Dataset records.
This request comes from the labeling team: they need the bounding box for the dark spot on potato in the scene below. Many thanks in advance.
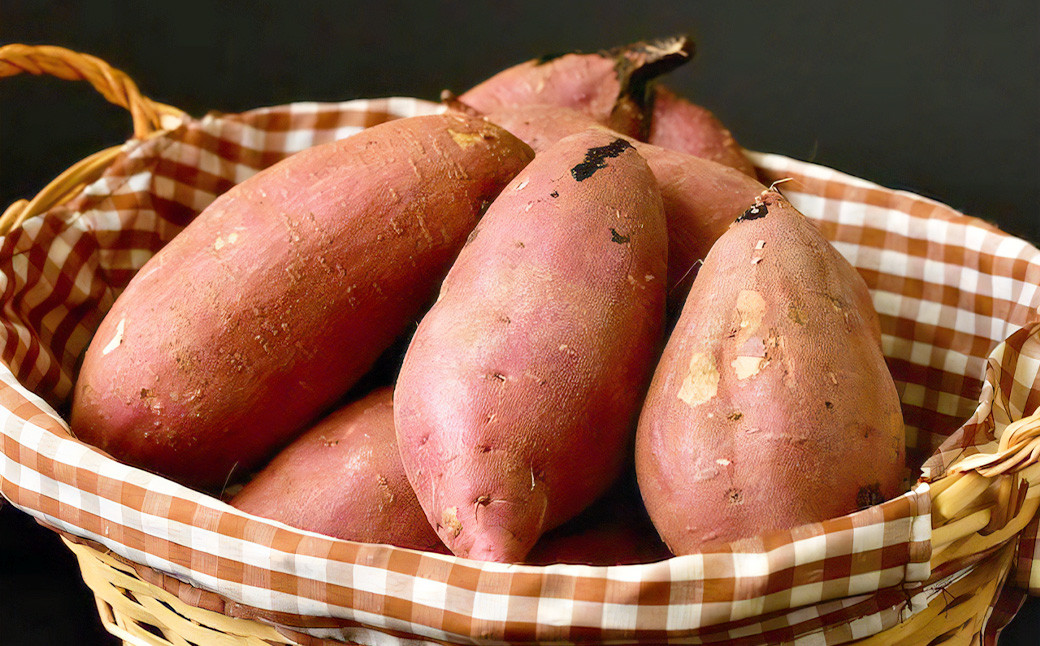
[535,52,569,67]
[736,204,770,222]
[610,227,632,244]
[856,483,885,509]
[571,138,632,182]
[787,301,805,326]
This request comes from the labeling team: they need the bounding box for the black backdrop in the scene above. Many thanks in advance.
[0,0,1040,644]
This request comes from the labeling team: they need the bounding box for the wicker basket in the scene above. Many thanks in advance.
[0,45,1040,645]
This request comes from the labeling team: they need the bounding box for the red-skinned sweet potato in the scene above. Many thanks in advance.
[453,36,693,139]
[646,85,756,177]
[231,386,444,551]
[72,113,532,488]
[394,130,667,562]
[635,190,904,553]
[448,101,765,317]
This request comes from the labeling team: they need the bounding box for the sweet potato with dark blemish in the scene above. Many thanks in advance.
[72,113,532,488]
[646,85,756,177]
[394,130,667,562]
[459,103,765,309]
[231,386,445,551]
[446,36,693,139]
[635,190,905,553]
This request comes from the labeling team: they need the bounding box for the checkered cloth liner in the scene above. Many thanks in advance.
[0,99,1040,644]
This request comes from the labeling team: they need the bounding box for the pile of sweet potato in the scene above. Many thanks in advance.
[72,37,904,564]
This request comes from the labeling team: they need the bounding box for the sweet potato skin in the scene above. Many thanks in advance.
[459,53,621,124]
[457,36,693,139]
[472,104,765,307]
[646,85,756,177]
[635,191,905,554]
[395,131,667,562]
[72,114,532,489]
[231,386,446,551]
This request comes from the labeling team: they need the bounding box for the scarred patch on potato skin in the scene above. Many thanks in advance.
[677,353,719,406]
[635,190,906,554]
[441,507,462,538]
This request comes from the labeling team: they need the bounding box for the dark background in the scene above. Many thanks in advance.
[0,0,1040,645]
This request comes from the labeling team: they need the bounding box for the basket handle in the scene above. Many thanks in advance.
[0,44,185,235]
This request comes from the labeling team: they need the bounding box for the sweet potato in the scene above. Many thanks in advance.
[461,103,765,309]
[453,36,693,138]
[635,190,905,553]
[394,130,667,562]
[72,114,532,488]
[646,85,756,177]
[231,386,444,550]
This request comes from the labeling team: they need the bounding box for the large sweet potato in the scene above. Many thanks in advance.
[231,386,444,550]
[448,36,693,139]
[635,191,904,553]
[72,114,532,488]
[461,102,765,309]
[394,130,667,562]
[646,85,756,177]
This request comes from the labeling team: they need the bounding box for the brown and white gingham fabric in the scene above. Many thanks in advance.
[0,99,1040,644]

What to work on.
Copy all of the rows above word for word, but leave the picture out of your copy.

Expected output.
This request comes from the labeling team: they need the bounding box for the dark spot on potato in the scene below. Many thanks in advance.
[535,52,569,67]
[736,204,770,222]
[610,227,632,244]
[856,483,885,509]
[571,138,632,182]
[787,301,805,326]
This request comes from the labeling team: they need the bounding box for the black backdrop in the scene above. Many thanks in advance.
[0,0,1040,644]
This request comes from the labeling team: they need the bounding box for the wicker basket in the scene above. Many thanks in advance.
[0,45,1040,645]
This request comes from the labeling team: they need the bounding box for the red-skinned sweet potato in the scene above. Many thanks in advance.
[453,36,693,139]
[646,85,756,177]
[231,386,444,551]
[72,113,532,488]
[394,130,667,562]
[635,190,904,553]
[448,101,765,317]
This request comes from the labeling team: they need the bounding box for the sweet potato with dark blemish in the scene above. Many thanks in advance.
[72,113,532,488]
[646,85,756,177]
[394,130,667,562]
[459,103,765,309]
[231,386,445,551]
[446,36,693,139]
[635,190,905,553]
This request comes from the labeling team: they need the bounding box for the checkered cloth liner in the scene above. Many thanks in advance.
[0,99,1040,644]
This request comes from the labeling team: they need the bounding box for the pile of sweet potato in the scene above. Many thanks in advance.
[72,37,904,564]
This request comes from the labeling team: they need the bounding box for the sweet potato skin in the scene above. Many thanks in advance.
[459,53,621,124]
[457,36,693,139]
[472,104,765,307]
[646,85,756,177]
[635,191,905,554]
[395,131,667,562]
[72,114,532,489]
[231,386,446,551]
This request comes from the labeling team: they need the bounding box for the scarred patch on potato skin in the scene above. Many thanks in advance.
[677,353,719,406]
[635,190,906,554]
[441,507,462,538]
This request comes from the labeling team: they need the bounding box for the dark background in the scene above. Many thanks in advance.
[0,0,1040,645]
This request comes from the labeling team: they need the bounding box for the basket handle in the scene above. Many thanks in advance.
[0,44,185,235]
This request comes from the labeling team: they need the bounding box for the sweet potato in the scene above. Many thanks in advance.
[461,103,765,309]
[453,36,693,138]
[635,190,905,553]
[394,130,667,562]
[72,114,532,488]
[646,85,756,177]
[231,386,444,550]
This request comes from the labeling team: they need the bounding box for the large sweet potato in the scene above. Many thanks in advance.
[231,386,444,550]
[448,36,693,139]
[635,191,904,553]
[72,114,532,488]
[461,102,765,309]
[394,130,667,562]
[646,85,756,177]
This request comes from the labeling team: they need the bounding box for the brown and white gingham fabric in the scene above. Many thanks in advance.
[0,99,1040,644]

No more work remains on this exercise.